- TASK PROMPT: Lay out every line of the records below as a JSON list of strings, one string per line, with blank lines and the pictures left out.

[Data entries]

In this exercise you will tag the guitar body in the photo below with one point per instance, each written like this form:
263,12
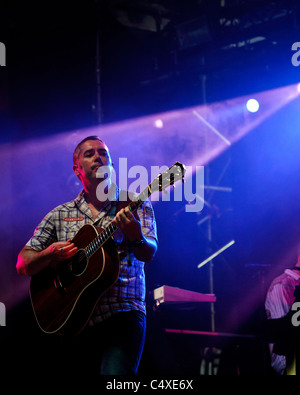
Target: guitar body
64,294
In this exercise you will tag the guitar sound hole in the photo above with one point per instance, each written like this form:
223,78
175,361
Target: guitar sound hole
79,263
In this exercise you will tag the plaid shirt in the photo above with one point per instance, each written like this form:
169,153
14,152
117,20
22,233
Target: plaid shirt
62,224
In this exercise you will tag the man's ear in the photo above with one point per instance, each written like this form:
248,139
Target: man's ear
75,170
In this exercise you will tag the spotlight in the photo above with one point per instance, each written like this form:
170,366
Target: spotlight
159,124
252,105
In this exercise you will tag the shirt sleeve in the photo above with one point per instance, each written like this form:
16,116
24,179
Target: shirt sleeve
277,302
44,234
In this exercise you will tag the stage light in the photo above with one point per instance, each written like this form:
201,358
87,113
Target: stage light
159,124
252,105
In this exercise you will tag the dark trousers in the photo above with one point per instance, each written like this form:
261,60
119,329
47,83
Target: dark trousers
112,347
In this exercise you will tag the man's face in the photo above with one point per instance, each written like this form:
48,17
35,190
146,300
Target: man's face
93,155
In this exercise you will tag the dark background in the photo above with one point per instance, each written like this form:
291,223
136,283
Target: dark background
74,66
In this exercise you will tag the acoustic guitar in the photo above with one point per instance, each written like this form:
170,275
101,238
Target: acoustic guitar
64,294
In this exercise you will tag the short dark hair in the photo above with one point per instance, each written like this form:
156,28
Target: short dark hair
77,149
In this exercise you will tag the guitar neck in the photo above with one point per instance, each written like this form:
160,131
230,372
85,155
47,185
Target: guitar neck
111,227
161,182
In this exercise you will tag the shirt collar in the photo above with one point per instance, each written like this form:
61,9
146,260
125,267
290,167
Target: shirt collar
82,205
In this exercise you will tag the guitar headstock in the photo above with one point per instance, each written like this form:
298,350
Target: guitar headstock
168,178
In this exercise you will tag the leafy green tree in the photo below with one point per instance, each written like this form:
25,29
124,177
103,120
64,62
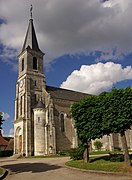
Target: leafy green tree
117,114
110,112
98,145
87,121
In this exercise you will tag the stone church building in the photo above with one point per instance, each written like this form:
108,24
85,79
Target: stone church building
43,124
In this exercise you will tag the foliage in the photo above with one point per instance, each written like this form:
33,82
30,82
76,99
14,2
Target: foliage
100,164
6,153
87,119
77,153
98,145
109,112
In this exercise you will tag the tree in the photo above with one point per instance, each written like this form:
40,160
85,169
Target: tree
87,121
98,145
117,114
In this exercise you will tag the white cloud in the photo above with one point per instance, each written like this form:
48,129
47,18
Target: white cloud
69,27
6,116
97,78
11,132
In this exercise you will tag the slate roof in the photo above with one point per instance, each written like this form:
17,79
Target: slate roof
31,39
59,93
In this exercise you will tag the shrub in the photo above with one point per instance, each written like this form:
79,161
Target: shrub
6,153
98,145
77,153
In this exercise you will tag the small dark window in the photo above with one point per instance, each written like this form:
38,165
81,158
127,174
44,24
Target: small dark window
62,122
38,119
22,64
35,63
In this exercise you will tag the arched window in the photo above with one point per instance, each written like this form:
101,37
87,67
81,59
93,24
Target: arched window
22,64
62,122
35,64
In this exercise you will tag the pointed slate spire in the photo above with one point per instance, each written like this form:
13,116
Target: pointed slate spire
31,39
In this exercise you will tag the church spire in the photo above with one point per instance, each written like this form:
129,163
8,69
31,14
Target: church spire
31,39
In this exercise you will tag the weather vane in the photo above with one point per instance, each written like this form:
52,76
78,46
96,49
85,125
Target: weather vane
31,9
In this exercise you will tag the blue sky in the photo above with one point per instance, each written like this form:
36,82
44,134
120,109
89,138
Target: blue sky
88,45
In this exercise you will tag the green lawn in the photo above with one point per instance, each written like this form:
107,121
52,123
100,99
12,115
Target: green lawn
100,164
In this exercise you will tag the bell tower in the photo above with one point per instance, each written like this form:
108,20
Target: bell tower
29,87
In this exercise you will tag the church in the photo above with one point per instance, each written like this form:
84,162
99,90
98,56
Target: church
43,124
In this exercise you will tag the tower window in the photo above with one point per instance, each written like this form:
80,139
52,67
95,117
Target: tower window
62,122
22,64
35,63
21,106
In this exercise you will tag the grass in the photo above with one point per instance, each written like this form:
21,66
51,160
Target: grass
100,164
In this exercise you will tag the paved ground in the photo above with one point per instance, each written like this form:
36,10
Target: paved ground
49,169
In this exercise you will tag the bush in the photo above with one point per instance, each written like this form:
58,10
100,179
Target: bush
63,153
6,153
116,157
77,153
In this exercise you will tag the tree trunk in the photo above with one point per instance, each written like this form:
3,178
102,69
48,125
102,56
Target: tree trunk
86,153
125,149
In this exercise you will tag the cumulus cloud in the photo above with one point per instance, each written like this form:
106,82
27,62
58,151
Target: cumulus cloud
69,27
5,115
96,78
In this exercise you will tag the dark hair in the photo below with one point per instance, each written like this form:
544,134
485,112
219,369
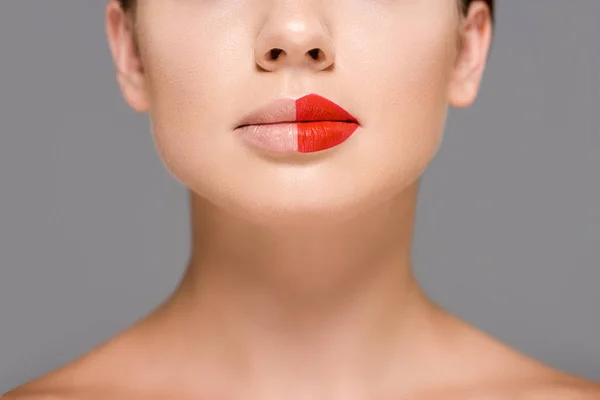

- FINAL RESULT:
[
  "In this exercise you will tag the guitar body in the photo below with one point per instance, each written like this form:",
  "263,12",
  "Target: guitar body",
  "64,294",
  "In this exercise you will tag the guitar sound hole in the photo above with one point per instance, each written like this form:",
  "223,78",
  "175,361",
  "Target: guitar sound hole",
  "79,263",
  "In this exercise you will tag the plaid shirt in the photo above with one point per instance, each written like this form:",
  "169,153",
  "14,152",
  "117,20",
  "22,233",
  "Target: plaid shirt",
  "62,224",
  "In this exercise you will tag the man's ear in the photo above with one point per instance, each written like this form:",
  "248,139",
  "Target: man's ear",
  "75,170",
  "In this exercise you will tag the spotlight in the photo above with one point per instance, each written like this form:",
  "170,366",
  "Target: spotlight",
  "159,124",
  "252,105",
  "In this exercise you will tag the shirt sleeve in the photo above with one point per instance, each written like this form:",
  "16,116",
  "24,179",
  "Target: shirt sleeve",
  "277,302",
  "44,234",
  "In this exercise you will tag the stage light in the photo above with one point per instance, each written like this form:",
  "201,358",
  "87,113",
  "Target: stage light",
  "159,124",
  "252,105",
  "In this exercise you will tag the dark trousers in the photo above with one point per instance, each written like this form:",
  "261,60",
  "119,329",
  "47,83",
  "Target: dark trousers",
  "112,347",
  "In this exercise you will tag the man's face in the photo above with one point per instance, each written like this form:",
  "48,17",
  "35,190",
  "146,300",
  "Target: man's face",
  "93,155",
  "In this exercise you will tag the dark background in the photo above with one point per instance, each written like this form:",
  "291,223",
  "136,283",
  "Target: dark background",
  "74,66",
  "In this exercise you will tag the acoustic guitar in the photo above with one point per instance, each written like this form:",
  "170,275",
  "101,238",
  "Target: acoustic guitar",
  "64,294",
  "In this exercise you will tag the short dark hair in the photo above with one point per instance, each written like this form:",
  "156,28",
  "Target: short dark hair",
  "77,149",
  "In this exercise you will tag the guitar neck in the photo above with one point per instance, each written like this form:",
  "160,131",
  "230,372",
  "85,155",
  "47,185",
  "Target: guitar neck",
  "111,227",
  "161,182",
  "In this exercise you will tag the shirt collar in the photo above with one point per instance, each written like this form:",
  "61,9",
  "146,260",
  "125,267",
  "290,167",
  "Target: shirt collar",
  "82,205",
  "In this exercise you will tag the guitar headstock in the photo above with one point per instance, each written like this form:",
  "298,350",
  "Target: guitar headstock",
  "168,178",
  "In this exercise you will tag the leafy green tree in the photo below with one point per instance, each written like this form:",
  "25,29",
  "124,177",
  "103,120",
  "64,62",
  "Target: leafy green tree",
  "117,114",
  "110,112",
  "98,145",
  "87,121",
  "In this exercise you will tag the stone church building in the photo above with one point per instance, each written like this form:",
  "108,24",
  "85,79",
  "Target: stone church building",
  "43,124",
  "In this exercise you will tag the foliage in the photo above with one point per instance, each written like this form:",
  "33,82",
  "30,82",
  "76,99",
  "14,2",
  "Target: foliage",
  "100,164",
  "6,153",
  "87,119",
  "77,153",
  "98,145",
  "109,112",
  "In this exercise you will tag the tree in the photo above with one point per instance, each written like this form:",
  "40,160",
  "85,169",
  "Target: tree",
  "87,121",
  "98,145",
  "117,114",
  "In this exercise you will tag the white cloud in the photo above with one point per instance, each written like this form:",
  "48,129",
  "47,18",
  "Target: white cloud",
  "69,27",
  "6,116",
  "97,78",
  "11,132",
  "In this exercise you will tag the slate roof in the photo above with one point per instance, each written like this form:",
  "17,79",
  "Target: slate roof",
  "31,39",
  "59,93",
  "In this exercise you will tag the shrub in the photo above with one point per instance, each written like this form:",
  "79,161",
  "Target: shrub",
  "6,153",
  "98,145",
  "77,153",
  "In this exercise you will tag the small dark window in the photo above with one point per instance, each written like this form:",
  "38,165",
  "81,158",
  "127,174",
  "44,24",
  "Target: small dark window",
  "62,122",
  "38,119",
  "22,64",
  "35,63",
  "In this exercise you will tag the arched window in the photo above with one point per instance, each written like this form:",
  "101,37",
  "87,67",
  "81,59",
  "93,24",
  "Target: arched window",
  "22,64",
  "62,122",
  "35,64",
  "In this exercise you will tag the pointed slate spire in the photo above with one point per instance, each written like this form:",
  "13,116",
  "Target: pointed slate spire",
  "31,39",
  "In this exercise you will tag the church spire in the photo above with one point per instance, each written like this form:",
  "129,163",
  "8,69",
  "31,14",
  "Target: church spire",
  "31,39",
  "In this exercise you will tag the weather vane in the photo above with one point per instance, each written like this form:",
  "52,76",
  "78,46",
  "96,49",
  "85,125",
  "Target: weather vane",
  "31,9",
  "In this exercise you will tag the blue sky in the photo above with one point per instance, each written like this form:",
  "36,82",
  "44,134",
  "120,109",
  "89,138",
  "Target: blue sky",
  "88,45",
  "In this exercise you will tag the green lawn in the photo above with one point per instance, each written like this form:",
  "107,121",
  "52,123",
  "100,99",
  "12,115",
  "Target: green lawn",
  "100,164",
  "In this exercise you will tag the bell tower in the photo above with one point per instance, each written like this form:",
  "108,20",
  "Target: bell tower",
  "29,87",
  "In this exercise you will tag the church in the photo above with one point per instance, each written like this form:",
  "84,162",
  "99,90",
  "98,56",
  "Target: church",
  "43,124",
  "In this exercise you will tag the tower window in the photo above with one point per instance, each written like this form:",
  "80,139",
  "52,67",
  "95,117",
  "Target: tower window",
  "62,122",
  "22,64",
  "35,63",
  "21,106",
  "In this exercise you will tag the grass in the photo above with one point per instance, each written like this form:",
  "21,66",
  "51,160",
  "Target: grass",
  "100,164",
  "In this exercise you will tag the paved ground in the photo above with one point per instance, each written like this form:",
  "36,10",
  "Target: paved ground",
  "49,169",
  "In this exercise you will tag the bush in the photo above with one point per instance, each written like this form:",
  "58,10",
  "100,179",
  "Target: bush",
  "63,153",
  "6,153",
  "116,157",
  "77,153",
  "In this exercise you will tag the tree trunk in the photo above with one point per instance, each written like this form:",
  "3,178",
  "102,69",
  "48,125",
  "102,56",
  "Target: tree trunk",
  "86,153",
  "125,149",
  "In this exercise you will tag the cumulus cloud in the photo above with one point per instance, each written like this form:",
  "106,82",
  "27,62",
  "58,151",
  "Target: cumulus cloud",
  "69,27",
  "5,115",
  "96,78",
  "In this exercise you will tag the dark hair in the photo below with one point per instance, each written like this form:",
  "544,134",
  "485,112",
  "219,369"
]